- [WHAT IS NEEDED]:
In the rows below, from the line holding "In this exercise you will annotate the white" through the end of the rows, inclusive, copy every line, requests included, but scale each answer coordinate by 0.5 and round it to a whole number, rounding halves up. Leave the numbers in the requests and their sample points unchanged.

(Object pointing dataset rows)
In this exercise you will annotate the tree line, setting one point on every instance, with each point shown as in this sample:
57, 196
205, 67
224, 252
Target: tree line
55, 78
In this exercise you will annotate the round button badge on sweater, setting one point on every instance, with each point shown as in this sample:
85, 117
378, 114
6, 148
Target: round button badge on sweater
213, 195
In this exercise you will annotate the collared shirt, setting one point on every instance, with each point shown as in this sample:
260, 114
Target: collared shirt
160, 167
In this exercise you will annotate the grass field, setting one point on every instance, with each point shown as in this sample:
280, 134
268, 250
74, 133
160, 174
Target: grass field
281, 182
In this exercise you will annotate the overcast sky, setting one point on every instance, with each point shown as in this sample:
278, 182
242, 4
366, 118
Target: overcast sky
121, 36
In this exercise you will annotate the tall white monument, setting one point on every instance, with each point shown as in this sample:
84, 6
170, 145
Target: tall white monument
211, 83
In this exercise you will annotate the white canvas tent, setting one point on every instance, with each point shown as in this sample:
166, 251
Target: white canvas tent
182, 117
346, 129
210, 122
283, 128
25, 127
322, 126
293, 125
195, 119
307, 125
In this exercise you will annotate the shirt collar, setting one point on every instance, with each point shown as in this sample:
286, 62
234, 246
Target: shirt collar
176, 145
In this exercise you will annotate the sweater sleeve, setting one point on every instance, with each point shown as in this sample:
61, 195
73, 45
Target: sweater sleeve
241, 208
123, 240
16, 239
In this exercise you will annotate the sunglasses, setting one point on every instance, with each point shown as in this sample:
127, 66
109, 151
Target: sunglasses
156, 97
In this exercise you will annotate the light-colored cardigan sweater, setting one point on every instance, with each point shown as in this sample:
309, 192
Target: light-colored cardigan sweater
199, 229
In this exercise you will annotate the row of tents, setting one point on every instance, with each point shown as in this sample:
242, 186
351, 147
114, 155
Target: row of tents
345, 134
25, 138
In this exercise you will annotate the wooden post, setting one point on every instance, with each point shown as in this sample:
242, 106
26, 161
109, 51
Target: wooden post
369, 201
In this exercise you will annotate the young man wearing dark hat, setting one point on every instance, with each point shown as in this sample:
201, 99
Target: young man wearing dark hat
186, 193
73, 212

- [FINISHED EXERCISE]:
In this exercise you will annotate the white canvas tent, setting one point on every instance, with each point shown as in this sample:
166, 251
Target: white canvas tent
91, 59
173, 65
105, 61
142, 64
13, 64
161, 63
147, 63
98, 60
154, 63
In this exercise you will annotate the shirt collar, setting one point on every instance, with each point shown as in this sample:
286, 62
234, 246
Target: shirt collar
88, 73
In this exercise you will annotate the sweater sleeve, setting one point on every instance, with each point shown as in this sample:
61, 195
73, 45
Target: sweater sleeve
121, 104
62, 120
8, 120
In this exercise you will annotate the sunglasses, setting one point on every instance, with each point shown as in this sample:
127, 66
109, 151
Target: sunglasses
78, 49
In this exercise you will annotate the light-colored cardigan sweater, setting one point on every instance, with each point shown as in this sample:
309, 192
Target: light-colored cardigan sweater
100, 115
In this exercise you will annotate the row of tents, setting one point on every instance, with each point shown as in this sample:
242, 186
351, 147
114, 155
Target: row of tents
173, 67
13, 69
In this exercise you will annotate the wooden post, setting one point on every instance, with each point shown as in this sample:
242, 106
26, 161
109, 51
Target: wooden post
185, 101
In this exercise you will annotate the young man wearing dark hat, setting one point on every instance, with each point shown as in this sample:
201, 99
Target: young man wearing dark hat
93, 97
37, 106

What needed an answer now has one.